## Provided text
════

Photograph by: Nick Procaylo , PNG

The Province

By Tracy Sherlock, Postmedia News October 18, 2013

Adam Beach, a Canadian actor who stars in Arctic Air, lost both of his parents within a two-month period when he was eight years old. Although there was a lot of fear in his life growing up, he says it was a connection to his First Nations ancestors that made him who he is today.

“I grew up in sexual abuse and got involved in gangs in my teenage years. I was always running away from the fear of what happened to me,” Beach said in an interview at We Day. “I noticed myself being drawn toward the identity of who I am as First Nations and I realized that there are teachings there and a timeline that hasn’t changed.

“That helped me become brave and strong, a leader and who I am today.”

The Golden Globe-nominated actor was born in Manitoba, raised on the Dog Creek Reserve, and is a member of the Saulteaux First Nation. He has starred in more than 60 films and TV shows, including Big Love, Hawaii Five-O and the blockbuster Cowboys Vs. Aliens with Harrison Ford and Daniel Craig.

His Golden Globe nomination was for his role in the 2007 HBO film Bury My Heart at Wounded Knee. He also won Best Actor at the American Indian Film Festival in 1995.

════

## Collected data

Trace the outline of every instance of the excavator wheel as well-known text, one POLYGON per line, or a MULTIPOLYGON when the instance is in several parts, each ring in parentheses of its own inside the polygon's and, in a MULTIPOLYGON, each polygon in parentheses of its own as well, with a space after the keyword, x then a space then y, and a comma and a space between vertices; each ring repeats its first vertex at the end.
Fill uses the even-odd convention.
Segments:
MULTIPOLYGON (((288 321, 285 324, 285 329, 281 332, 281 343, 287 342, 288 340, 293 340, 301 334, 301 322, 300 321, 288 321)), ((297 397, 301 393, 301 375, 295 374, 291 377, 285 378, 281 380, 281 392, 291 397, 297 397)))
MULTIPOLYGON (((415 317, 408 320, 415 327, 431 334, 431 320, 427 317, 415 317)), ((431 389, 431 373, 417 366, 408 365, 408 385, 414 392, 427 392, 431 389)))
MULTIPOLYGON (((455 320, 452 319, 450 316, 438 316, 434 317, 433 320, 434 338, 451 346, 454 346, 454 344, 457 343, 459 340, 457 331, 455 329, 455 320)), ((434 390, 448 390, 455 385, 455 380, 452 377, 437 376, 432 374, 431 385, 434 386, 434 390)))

════

## How to complete this task
How does the article about actor Adam Beach go on after its final sentence? Write the next part.

## Answer for the task
He says the entertainment industry changed his life by allowing him to have a voice. As an example, he said he was able to get a group of chiefs together to agree unanimously on the Save the Fraser Declaration because of that voice.

“That’s the voice I have and the strength I have … because of the entertainment value of being the ‘Hollywood Indian,’” he said. “And I respect it, I don’t abuse it, and I know that there is a value to this entertainment status. Every kid wants to be a star and looks up to an entertainer.”

The 40-year-old started the Adam Beach Film Institute last year in Winnipeg to help other native youth get involved in film careers.

“I want to find the next Adam Beach. I think we need to tell our stories — we haven’t tapped into that, so this will encourage an aboriginal workforce,” Beach said.

At We Day, Beach performed a First Nations blessing ceremony using a bear pipe and an eagle wing. He said the blessing was a way of connecting the crowd with its ancestors.

“I am asking our ancestors to hear (these) youth and help them with their vision of making social change,” Beach said.

“(The eagle wing is for) asking to take the energy of the eagle to help bless us … and to allow us to connect with it in the way that an eagle soars, has a longer vision and the gift of flight — so help us in our journey to fly.”